Point localization data:
------------

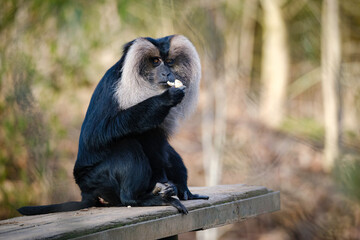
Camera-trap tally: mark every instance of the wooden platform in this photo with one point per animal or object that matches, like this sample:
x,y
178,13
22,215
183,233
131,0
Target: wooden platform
x,y
227,204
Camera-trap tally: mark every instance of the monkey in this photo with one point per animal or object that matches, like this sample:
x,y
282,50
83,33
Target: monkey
x,y
124,155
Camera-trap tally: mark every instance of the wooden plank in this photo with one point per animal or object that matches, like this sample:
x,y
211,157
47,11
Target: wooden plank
x,y
227,204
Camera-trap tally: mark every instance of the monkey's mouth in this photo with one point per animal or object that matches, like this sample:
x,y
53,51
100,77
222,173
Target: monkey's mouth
x,y
166,84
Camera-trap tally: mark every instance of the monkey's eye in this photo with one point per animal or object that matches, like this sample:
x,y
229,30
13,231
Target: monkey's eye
x,y
156,61
170,62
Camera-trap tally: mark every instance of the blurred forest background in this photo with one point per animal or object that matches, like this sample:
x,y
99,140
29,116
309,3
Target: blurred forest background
x,y
279,103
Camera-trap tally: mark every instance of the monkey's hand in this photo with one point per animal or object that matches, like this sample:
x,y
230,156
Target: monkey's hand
x,y
165,190
185,194
174,96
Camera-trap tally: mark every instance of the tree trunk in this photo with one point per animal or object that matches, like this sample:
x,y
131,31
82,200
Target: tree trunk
x,y
275,65
247,34
331,68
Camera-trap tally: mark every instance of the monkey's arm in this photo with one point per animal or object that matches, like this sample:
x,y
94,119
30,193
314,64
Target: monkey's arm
x,y
177,173
115,124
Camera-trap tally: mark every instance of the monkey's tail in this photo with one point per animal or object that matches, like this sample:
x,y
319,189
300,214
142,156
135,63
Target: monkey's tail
x,y
61,207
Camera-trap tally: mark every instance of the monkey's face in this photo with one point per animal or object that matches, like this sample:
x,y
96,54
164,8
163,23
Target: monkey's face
x,y
165,59
161,71
148,65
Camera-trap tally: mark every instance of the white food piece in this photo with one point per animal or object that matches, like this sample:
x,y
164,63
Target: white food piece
x,y
176,84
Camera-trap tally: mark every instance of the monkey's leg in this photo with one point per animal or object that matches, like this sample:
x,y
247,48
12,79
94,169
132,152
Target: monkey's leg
x,y
177,173
133,173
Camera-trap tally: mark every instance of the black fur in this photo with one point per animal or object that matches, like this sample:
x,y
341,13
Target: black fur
x,y
123,154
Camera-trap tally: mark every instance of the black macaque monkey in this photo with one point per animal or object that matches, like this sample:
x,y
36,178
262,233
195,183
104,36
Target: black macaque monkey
x,y
124,156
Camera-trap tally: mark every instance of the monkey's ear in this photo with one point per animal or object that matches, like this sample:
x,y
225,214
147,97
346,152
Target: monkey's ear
x,y
127,46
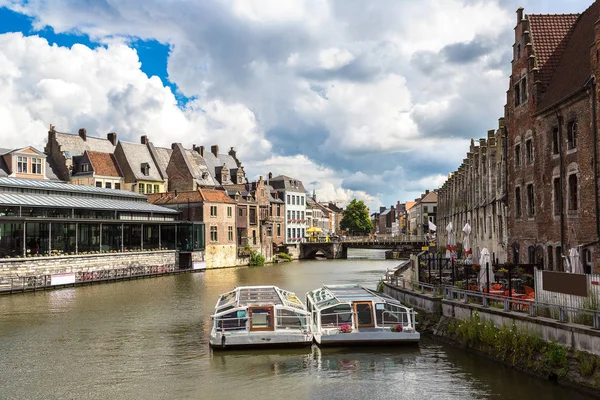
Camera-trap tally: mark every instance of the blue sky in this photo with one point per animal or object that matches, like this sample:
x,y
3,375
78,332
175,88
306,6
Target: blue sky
x,y
377,102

------------

**ACTIVITY**.
The entries above should be reproduced exactly, without their pictures.

**COMPLETED EXERCISE**.
Camera-trap tally: mark every instance of the wooden platform in this photo with one point per animal or object that matches, like this sample:
x,y
178,13
22,215
183,233
131,0
Target: wooden platform
x,y
227,204
Camera-trap tally: mark every instance of the monkey in this photo with one point per animal or object that matches, like this sample:
x,y
282,50
83,33
Target: monkey
x,y
124,155
Camera-trap tally: mark every instance of the wooden plank in this photo with one point per animal or object that matches, like this sample:
x,y
211,157
47,11
Target: wooden plank
x,y
227,204
Camera-trap tally: mark every instance of the monkey's mouth in this photo with one point per animal or object that matches, like this sample:
x,y
53,51
100,77
222,173
Target: monkey's mouth
x,y
166,84
Camera-trap tally: mark every instance of the monkey's eye in this photo with one point per animal or object that matches, like this sample:
x,y
229,30
13,231
Target: monkey's eye
x,y
156,61
170,62
Camera-trap tally: mark every instance of the blurred forest background in this photo with one point per animal or object that matches, like this sample:
x,y
99,140
29,116
309,3
Target: blurred forest background
x,y
279,103
Camera-trap tally: mark every instance of the monkey's hand in this photo with one point per animal or object that matches, like this sample:
x,y
230,156
Target: monkey's hand
x,y
165,190
185,194
174,96
Camera-trap tally: mark every instance of the tree trunk in this photo with one point per animal or object that matches, like this sample:
x,y
131,31
82,200
Target: tree trunk
x,y
275,65
247,34
331,68
Camera-trap tally: mark every instance of the monkey's arm in this photo with one point per animal or object that matches, like this sample:
x,y
94,119
30,193
314,64
Target: monkey's arm
x,y
177,173
115,124
Camera-trap tally: mark every instance of the monkey's tail in this photo with one point per animal or object that matches, like this sample:
x,y
319,189
300,214
142,156
135,63
Target: monkey's tail
x,y
61,207
Camera-trap tally: mark every instance of the monkey's face in this photo with one point per animal or object that matches, like this sample:
x,y
96,54
164,8
163,23
Target: monkey's face
x,y
165,59
161,71
148,65
Camera-trap tally: mark every instance of the white food piece in this photo with one point per animal or object that matches, like this sample:
x,y
164,63
Target: white food piece
x,y
176,84
Camera-trap tally: mark every instance of the monkey's leg in this photo with one point per animal or object that matches, like this sample:
x,y
247,48
12,79
94,169
132,152
Target: monkey's leg
x,y
177,173
133,173
Camera-trap tally: mark every instance of the black fur in this photo with one point per animal or object that matches, like this sample:
x,y
341,13
Target: black fur
x,y
123,154
Camera-trap tally: mark every instance of the black macaque monkey in this photo with one point per animal or object that matches, like this sample:
x,y
36,178
262,233
195,183
104,36
Target: black macaque monkey
x,y
124,156
Camera-trap tally: mark every instance of the monkey's ear in this photo with one point per animal or object that matches, like this sample:
x,y
225,214
147,97
346,152
Target: monkey's ear
x,y
127,46
Camera-trap tally: mark every instance of the blue sky in this photo with one point per animal or object that matches, like this sample:
x,y
3,375
78,332
175,88
306,6
Target: blue sky
x,y
377,102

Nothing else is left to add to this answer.